EXERCISE MATERIALS:

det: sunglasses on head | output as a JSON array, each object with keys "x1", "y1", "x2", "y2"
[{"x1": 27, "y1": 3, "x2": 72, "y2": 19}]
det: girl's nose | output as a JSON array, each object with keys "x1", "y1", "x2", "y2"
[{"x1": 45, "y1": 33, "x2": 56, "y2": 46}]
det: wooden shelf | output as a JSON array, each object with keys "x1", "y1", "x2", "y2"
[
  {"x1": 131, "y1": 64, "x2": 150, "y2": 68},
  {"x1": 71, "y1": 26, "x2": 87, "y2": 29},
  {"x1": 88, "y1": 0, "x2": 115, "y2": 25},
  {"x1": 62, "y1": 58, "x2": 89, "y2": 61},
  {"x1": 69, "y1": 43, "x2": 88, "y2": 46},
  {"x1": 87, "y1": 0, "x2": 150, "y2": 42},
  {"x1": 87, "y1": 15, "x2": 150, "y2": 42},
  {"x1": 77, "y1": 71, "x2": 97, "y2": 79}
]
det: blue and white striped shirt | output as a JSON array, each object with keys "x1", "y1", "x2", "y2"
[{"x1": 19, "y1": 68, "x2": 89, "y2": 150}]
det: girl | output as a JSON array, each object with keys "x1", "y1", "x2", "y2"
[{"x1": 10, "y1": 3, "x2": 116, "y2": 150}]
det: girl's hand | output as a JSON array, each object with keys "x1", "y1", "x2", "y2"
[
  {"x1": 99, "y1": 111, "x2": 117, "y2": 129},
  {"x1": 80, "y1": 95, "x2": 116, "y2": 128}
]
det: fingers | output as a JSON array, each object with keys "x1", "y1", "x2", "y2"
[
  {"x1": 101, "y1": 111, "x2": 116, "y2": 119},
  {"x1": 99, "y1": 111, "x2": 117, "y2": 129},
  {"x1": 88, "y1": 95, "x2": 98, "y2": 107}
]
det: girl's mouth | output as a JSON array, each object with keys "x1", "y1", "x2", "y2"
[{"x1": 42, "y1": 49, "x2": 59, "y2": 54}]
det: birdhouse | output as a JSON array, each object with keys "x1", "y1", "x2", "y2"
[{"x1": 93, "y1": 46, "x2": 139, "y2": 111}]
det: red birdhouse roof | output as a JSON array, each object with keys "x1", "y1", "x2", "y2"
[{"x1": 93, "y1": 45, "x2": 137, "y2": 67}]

PROBLEM TO SOLVE:
Each entry above should be retyped exactly, with nothing missed.

REPLY TO THE EXERCISE:
det: sunglasses on head | output as a JSON array, each object with keys "x1", "y1", "x2", "y2"
[{"x1": 27, "y1": 3, "x2": 72, "y2": 19}]
det: girl's nose | output as a JSON array, each object with keys "x1", "y1", "x2", "y2"
[{"x1": 45, "y1": 33, "x2": 56, "y2": 46}]
det: wooden shelf | output as a JSON array, each object with keys "x1", "y1", "x2", "y2"
[
  {"x1": 131, "y1": 64, "x2": 150, "y2": 68},
  {"x1": 71, "y1": 26, "x2": 87, "y2": 29},
  {"x1": 88, "y1": 0, "x2": 115, "y2": 25},
  {"x1": 62, "y1": 58, "x2": 89, "y2": 61},
  {"x1": 69, "y1": 43, "x2": 88, "y2": 46},
  {"x1": 87, "y1": 0, "x2": 150, "y2": 42},
  {"x1": 87, "y1": 15, "x2": 150, "y2": 42},
  {"x1": 77, "y1": 71, "x2": 97, "y2": 79}
]
det: blue and white striped shirt | output as a JSON array, each object with keys "x1", "y1", "x2", "y2"
[{"x1": 19, "y1": 68, "x2": 89, "y2": 150}]
det: girl | output as a JSON array, each object with keys "x1", "y1", "x2", "y2"
[{"x1": 10, "y1": 3, "x2": 116, "y2": 150}]
det: girl's hand | output as a JSON array, each object with keys "x1", "y1", "x2", "y2"
[
  {"x1": 99, "y1": 111, "x2": 117, "y2": 129},
  {"x1": 80, "y1": 95, "x2": 116, "y2": 128}
]
det: fingers | output as a JSON array, each object with keys "x1", "y1", "x2", "y2"
[
  {"x1": 101, "y1": 111, "x2": 116, "y2": 119},
  {"x1": 99, "y1": 111, "x2": 117, "y2": 129},
  {"x1": 88, "y1": 95, "x2": 98, "y2": 107}
]
det: girl's mouth | output as a JSON array, each object with keys "x1", "y1", "x2", "y2"
[{"x1": 42, "y1": 49, "x2": 59, "y2": 54}]
det: birdhouse | output as a JSON array, each object with keys "x1", "y1", "x2", "y2"
[{"x1": 93, "y1": 46, "x2": 139, "y2": 111}]
det: red birdhouse roof | output as a JSON array, each object with keys "x1", "y1", "x2", "y2"
[{"x1": 93, "y1": 45, "x2": 137, "y2": 67}]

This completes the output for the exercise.